EXERCISE INSTRUCTIONS — Return every line of the records below that contains the word "Where". Case counts.

PROVIDED DATA —
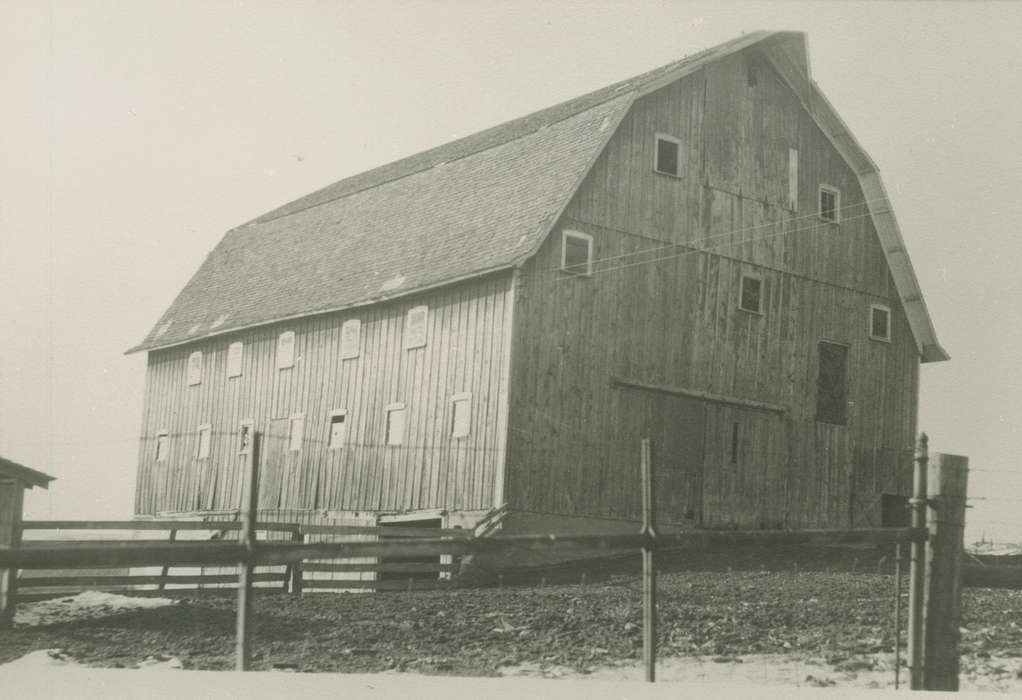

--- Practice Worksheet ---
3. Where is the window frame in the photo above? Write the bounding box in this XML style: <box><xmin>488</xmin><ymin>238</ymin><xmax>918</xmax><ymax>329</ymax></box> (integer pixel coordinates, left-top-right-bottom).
<box><xmin>225</xmin><ymin>340</ymin><xmax>245</xmax><ymax>379</ymax></box>
<box><xmin>561</xmin><ymin>229</ymin><xmax>594</xmax><ymax>277</ymax></box>
<box><xmin>274</xmin><ymin>330</ymin><xmax>298</xmax><ymax>370</ymax></box>
<box><xmin>451</xmin><ymin>391</ymin><xmax>472</xmax><ymax>439</ymax></box>
<box><xmin>653</xmin><ymin>131</ymin><xmax>685</xmax><ymax>179</ymax></box>
<box><xmin>817</xmin><ymin>183</ymin><xmax>841</xmax><ymax>224</ymax></box>
<box><xmin>402</xmin><ymin>304</ymin><xmax>429</xmax><ymax>349</ymax></box>
<box><xmin>152</xmin><ymin>428</ymin><xmax>171</xmax><ymax>464</ymax></box>
<box><xmin>326</xmin><ymin>409</ymin><xmax>347</xmax><ymax>450</ymax></box>
<box><xmin>238</xmin><ymin>418</ymin><xmax>254</xmax><ymax>455</ymax></box>
<box><xmin>383</xmin><ymin>402</ymin><xmax>408</xmax><ymax>448</ymax></box>
<box><xmin>340</xmin><ymin>319</ymin><xmax>362</xmax><ymax>360</ymax></box>
<box><xmin>287</xmin><ymin>413</ymin><xmax>306</xmax><ymax>452</ymax></box>
<box><xmin>195</xmin><ymin>423</ymin><xmax>213</xmax><ymax>462</ymax></box>
<box><xmin>868</xmin><ymin>304</ymin><xmax>891</xmax><ymax>342</ymax></box>
<box><xmin>185</xmin><ymin>351</ymin><xmax>203</xmax><ymax>386</ymax></box>
<box><xmin>738</xmin><ymin>272</ymin><xmax>767</xmax><ymax>316</ymax></box>
<box><xmin>812</xmin><ymin>338</ymin><xmax>851</xmax><ymax>426</ymax></box>
<box><xmin>788</xmin><ymin>146</ymin><xmax>798</xmax><ymax>213</ymax></box>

PROBLEM SOLUTION —
3. Where is the window frame in the photo above? Write the bounding box in this XML style: <box><xmin>488</xmin><ymin>238</ymin><xmax>918</xmax><ymax>329</ymax></box> (integer pixel coordinates, left-top-right-bottom).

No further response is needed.